- Selected extract -
● ● ● ●

- There are many reasons to use an external data centre.
- Data centres are also where cloud-based computing happens.
- Performance may vary at peak times and support services may be inadequate when your business will be depending on the data centre to keep core processes flowing.
Whether you’re a business looking to house your servers in a robust external facility, or a managed service provider seeking a base from which to run your services, your choice of data centre is a crucial one that mustn’t be entered into lightly. Here we set out 10 questions to ask of any colocation service provider you may be considering.
FOR THE RIGHT REASONS
There are many reasons to use an external data centre – to ensure business continuity and data security, to centralise the storage of applications and data resources so they can be accessed from anywhere, or to deliver scalable, robust and consistent performance for demanding yet fluctuating activities such as web interactions and e-commerce transactions.
Data centres are also where cloud-based computing happens – whether you’re running hosted applications in a private cloud, accessing software as a service, or tapping into externally managed infrastructure services. But not all data centres are equal so it’s vital to do some research before choosing where your IT systems, software and services will be housed.

● ● ● ●

- Given information -
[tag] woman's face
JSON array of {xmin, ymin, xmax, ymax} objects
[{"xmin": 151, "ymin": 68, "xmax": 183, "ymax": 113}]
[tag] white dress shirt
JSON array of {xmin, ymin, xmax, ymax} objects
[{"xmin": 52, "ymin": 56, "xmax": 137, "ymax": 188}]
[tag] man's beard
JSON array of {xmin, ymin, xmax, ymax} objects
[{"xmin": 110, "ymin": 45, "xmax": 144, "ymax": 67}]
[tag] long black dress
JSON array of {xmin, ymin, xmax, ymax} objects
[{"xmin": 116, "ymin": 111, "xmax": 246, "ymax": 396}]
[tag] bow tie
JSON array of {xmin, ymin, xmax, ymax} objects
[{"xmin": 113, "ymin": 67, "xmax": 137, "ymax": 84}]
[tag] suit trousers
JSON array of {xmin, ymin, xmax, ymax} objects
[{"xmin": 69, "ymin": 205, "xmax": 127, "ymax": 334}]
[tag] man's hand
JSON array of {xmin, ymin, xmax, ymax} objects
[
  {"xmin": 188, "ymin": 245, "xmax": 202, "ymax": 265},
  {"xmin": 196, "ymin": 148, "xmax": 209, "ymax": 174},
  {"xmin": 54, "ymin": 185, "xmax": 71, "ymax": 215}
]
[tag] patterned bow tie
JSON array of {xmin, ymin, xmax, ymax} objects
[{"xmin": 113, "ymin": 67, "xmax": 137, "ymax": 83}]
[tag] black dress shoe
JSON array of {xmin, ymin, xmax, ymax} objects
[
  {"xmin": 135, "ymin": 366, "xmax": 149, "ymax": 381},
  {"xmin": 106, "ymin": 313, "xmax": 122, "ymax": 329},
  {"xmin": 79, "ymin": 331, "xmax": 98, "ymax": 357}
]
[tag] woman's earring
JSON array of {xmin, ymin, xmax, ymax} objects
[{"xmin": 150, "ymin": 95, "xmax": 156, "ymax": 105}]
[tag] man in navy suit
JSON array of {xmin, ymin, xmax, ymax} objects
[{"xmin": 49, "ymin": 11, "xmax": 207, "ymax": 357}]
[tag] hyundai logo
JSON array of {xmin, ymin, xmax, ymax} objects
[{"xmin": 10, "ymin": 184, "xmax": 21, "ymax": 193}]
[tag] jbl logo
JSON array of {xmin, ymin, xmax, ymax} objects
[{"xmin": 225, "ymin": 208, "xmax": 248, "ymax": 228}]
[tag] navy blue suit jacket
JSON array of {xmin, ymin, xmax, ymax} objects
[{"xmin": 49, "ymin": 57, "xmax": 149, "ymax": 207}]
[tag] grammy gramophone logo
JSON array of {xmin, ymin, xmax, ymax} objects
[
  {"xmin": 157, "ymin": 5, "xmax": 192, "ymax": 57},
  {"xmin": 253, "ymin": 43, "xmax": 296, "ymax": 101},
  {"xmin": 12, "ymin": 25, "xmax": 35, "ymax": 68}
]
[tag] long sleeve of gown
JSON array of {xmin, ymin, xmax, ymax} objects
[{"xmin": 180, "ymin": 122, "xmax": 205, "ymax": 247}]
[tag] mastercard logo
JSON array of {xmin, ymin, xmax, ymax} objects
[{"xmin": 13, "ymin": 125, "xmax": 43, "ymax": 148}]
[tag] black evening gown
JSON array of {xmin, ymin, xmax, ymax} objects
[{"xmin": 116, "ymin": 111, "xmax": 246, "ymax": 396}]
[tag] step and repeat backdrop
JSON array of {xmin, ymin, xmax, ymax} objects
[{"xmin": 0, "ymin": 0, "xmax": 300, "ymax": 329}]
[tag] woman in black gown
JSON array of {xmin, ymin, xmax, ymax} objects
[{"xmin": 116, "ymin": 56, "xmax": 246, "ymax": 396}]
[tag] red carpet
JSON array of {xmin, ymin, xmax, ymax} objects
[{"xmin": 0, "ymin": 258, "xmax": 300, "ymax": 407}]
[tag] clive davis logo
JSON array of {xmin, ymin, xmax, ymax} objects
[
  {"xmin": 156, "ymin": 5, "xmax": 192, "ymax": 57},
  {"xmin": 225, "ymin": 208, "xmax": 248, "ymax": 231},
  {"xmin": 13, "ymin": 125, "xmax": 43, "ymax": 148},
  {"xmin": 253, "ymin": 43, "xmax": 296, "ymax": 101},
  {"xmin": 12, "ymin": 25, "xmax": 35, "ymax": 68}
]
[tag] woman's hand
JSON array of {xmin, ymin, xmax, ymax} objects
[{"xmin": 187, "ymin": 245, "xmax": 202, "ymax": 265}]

● ● ● ●

- Tasks to complete -
1. Answer these about the data centre passage:
(a) How many questions does it set out to ask of a colocation service provider?
(b) Which two activities does it give as examples of demanding yet fluctuating activities?
(c) What may vary at peak times?
2. Write out the data centre passage from "FOR THE RIGHT" to "and e-commerce transactions.", with "data security" changed to "network resilience".

- Answers to the tasks -
1.
(a) 10
(b) Web interactions and e-commerce transactions
(c) Performance

2.
FOR THE RIGHT REASONS
There are many reasons to use an external data centre – to ensure business continuity and network resilience, to centralise the storage of applications and data resources so they can be accessed from anywhere, or to deliver scalable, robust and consistent performance for demanding yet fluctuating activities such as web interactions and e-commerce transactions.